▶ **EXERCISE TASKS**
[1] In the article on Ukraine, where did the Americans meet with delegates from the Allied Powers in 1944 to decide the post-war economic order?
[2] Summarize the article on Ukraine in two sentences.

▶ **SOURCE TEXT**
#####

Why Ukraine Matters

Ukrainian+troops+deployed+to+Eastern+Ukraine+in+2015

Courtesy of Ukrainian Ministry of Defense

Ukrainian troops deployed to Eastern Ukraine in 2015

Flint Frohman, Editor in Chief

Russia and Ukraine are now in a state of all-out war, with the crisis dominating the 24-hour news cycle. However, many Americans are left asking how does this affect me? Why should I care? The answer to this question lies in history. 

In 1944, American forces were deployed globally, carrying the war effort against the Axis everywhere from the Pacific to the Rhineland. In Bretton Woods, New Hampshire, the Americans met with delegates from every nation of the Allied Powers to decide the post-war economic order. In that meeting, the Americans essentially guaranteed global free trade for the first time in history, with the inherent understanding that the signatory nations had to defer to American security interests. During and after the Cold War, the Americans used their military and economic dominance to threaten and punish any country that threatened free trade throughout the world.

#####

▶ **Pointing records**
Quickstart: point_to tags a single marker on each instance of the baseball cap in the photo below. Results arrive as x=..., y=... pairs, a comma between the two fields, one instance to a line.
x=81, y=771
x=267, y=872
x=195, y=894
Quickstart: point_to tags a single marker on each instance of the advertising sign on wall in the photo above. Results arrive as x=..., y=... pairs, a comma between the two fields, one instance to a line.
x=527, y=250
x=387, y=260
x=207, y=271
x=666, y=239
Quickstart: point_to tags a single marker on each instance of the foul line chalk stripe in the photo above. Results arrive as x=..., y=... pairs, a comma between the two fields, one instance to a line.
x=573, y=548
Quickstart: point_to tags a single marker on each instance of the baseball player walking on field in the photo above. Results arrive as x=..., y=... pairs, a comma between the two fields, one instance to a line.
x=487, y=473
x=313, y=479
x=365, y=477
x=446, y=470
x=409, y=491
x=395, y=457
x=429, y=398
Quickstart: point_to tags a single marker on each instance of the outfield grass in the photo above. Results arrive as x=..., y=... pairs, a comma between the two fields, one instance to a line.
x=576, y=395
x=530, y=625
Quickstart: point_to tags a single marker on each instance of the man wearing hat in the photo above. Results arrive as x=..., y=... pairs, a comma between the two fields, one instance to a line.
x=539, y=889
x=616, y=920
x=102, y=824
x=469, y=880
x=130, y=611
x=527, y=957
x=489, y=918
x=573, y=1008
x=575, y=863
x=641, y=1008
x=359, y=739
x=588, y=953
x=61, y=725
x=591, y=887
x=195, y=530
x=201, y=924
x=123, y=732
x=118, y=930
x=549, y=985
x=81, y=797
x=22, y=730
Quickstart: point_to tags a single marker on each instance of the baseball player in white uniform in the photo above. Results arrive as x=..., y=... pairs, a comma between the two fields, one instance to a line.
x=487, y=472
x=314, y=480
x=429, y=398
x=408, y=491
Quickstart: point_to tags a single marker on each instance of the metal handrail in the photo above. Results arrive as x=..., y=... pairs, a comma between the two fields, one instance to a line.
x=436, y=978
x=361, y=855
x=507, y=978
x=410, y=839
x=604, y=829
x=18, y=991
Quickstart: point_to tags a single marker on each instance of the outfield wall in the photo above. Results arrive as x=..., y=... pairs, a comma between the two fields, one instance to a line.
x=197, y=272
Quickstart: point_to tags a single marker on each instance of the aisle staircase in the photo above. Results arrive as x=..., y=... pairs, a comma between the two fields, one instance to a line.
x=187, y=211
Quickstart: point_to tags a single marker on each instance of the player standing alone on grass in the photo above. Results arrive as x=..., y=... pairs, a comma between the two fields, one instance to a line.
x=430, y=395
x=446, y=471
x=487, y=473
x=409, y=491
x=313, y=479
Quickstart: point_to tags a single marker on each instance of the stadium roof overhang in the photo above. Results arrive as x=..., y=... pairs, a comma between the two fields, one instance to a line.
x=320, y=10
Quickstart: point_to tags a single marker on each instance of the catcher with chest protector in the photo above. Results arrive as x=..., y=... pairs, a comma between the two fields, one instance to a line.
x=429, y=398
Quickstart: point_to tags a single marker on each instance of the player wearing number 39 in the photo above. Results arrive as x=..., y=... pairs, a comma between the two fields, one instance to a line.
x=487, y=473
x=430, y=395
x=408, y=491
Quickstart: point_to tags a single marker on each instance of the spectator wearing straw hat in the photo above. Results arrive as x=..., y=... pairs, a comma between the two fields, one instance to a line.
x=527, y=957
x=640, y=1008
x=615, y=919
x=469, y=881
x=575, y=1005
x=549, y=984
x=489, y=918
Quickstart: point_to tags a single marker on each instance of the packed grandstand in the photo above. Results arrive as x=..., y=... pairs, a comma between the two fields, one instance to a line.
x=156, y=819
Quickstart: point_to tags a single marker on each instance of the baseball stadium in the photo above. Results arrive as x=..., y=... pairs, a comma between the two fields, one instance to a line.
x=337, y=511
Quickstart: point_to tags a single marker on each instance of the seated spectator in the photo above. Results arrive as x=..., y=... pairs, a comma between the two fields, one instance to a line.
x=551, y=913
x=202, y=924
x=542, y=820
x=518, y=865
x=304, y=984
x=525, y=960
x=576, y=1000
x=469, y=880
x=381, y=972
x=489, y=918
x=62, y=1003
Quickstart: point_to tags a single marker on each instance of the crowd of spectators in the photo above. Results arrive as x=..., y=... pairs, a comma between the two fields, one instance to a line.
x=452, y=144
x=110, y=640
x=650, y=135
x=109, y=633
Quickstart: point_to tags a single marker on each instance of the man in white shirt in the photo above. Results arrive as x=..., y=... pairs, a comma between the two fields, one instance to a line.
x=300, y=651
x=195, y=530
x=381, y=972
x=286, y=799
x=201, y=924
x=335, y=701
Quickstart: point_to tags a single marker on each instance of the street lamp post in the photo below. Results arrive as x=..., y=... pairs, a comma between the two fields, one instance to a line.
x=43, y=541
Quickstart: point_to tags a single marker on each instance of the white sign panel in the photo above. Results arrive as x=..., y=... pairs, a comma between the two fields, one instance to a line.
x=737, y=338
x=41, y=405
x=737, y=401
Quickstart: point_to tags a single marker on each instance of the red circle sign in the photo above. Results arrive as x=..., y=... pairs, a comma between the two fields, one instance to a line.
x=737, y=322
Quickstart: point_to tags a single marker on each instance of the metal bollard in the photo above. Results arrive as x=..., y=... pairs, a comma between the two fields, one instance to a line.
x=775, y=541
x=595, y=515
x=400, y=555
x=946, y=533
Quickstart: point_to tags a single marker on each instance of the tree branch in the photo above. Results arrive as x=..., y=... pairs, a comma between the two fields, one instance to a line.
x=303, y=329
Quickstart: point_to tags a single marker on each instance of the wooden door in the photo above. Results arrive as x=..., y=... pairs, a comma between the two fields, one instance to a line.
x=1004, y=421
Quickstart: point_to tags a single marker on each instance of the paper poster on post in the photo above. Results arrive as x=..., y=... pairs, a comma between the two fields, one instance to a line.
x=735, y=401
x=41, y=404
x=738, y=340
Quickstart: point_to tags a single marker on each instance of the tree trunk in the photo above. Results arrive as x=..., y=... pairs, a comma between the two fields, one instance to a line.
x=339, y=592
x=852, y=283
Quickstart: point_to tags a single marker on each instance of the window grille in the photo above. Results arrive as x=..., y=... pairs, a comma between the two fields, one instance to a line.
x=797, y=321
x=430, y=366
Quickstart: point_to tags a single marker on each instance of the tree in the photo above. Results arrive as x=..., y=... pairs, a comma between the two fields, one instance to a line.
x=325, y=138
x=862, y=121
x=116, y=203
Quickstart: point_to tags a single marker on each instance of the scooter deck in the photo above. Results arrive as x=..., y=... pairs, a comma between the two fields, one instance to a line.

#####

▶ **PROBLEM SOLUTIONS**
[1] They met in Bretton Woods, New Hampshire.

[2] With Russia and Ukraine now in all-out war, many Americans ask why the crisis should matter to them, and the article finds the answer in history. At the 1944 Bretton Woods meeting, the Americans essentially guaranteed global free trade in return for signatory nations deferring to American security interests, and during and after the Cold War they used their military and economic dominance against any country that threatened free trade.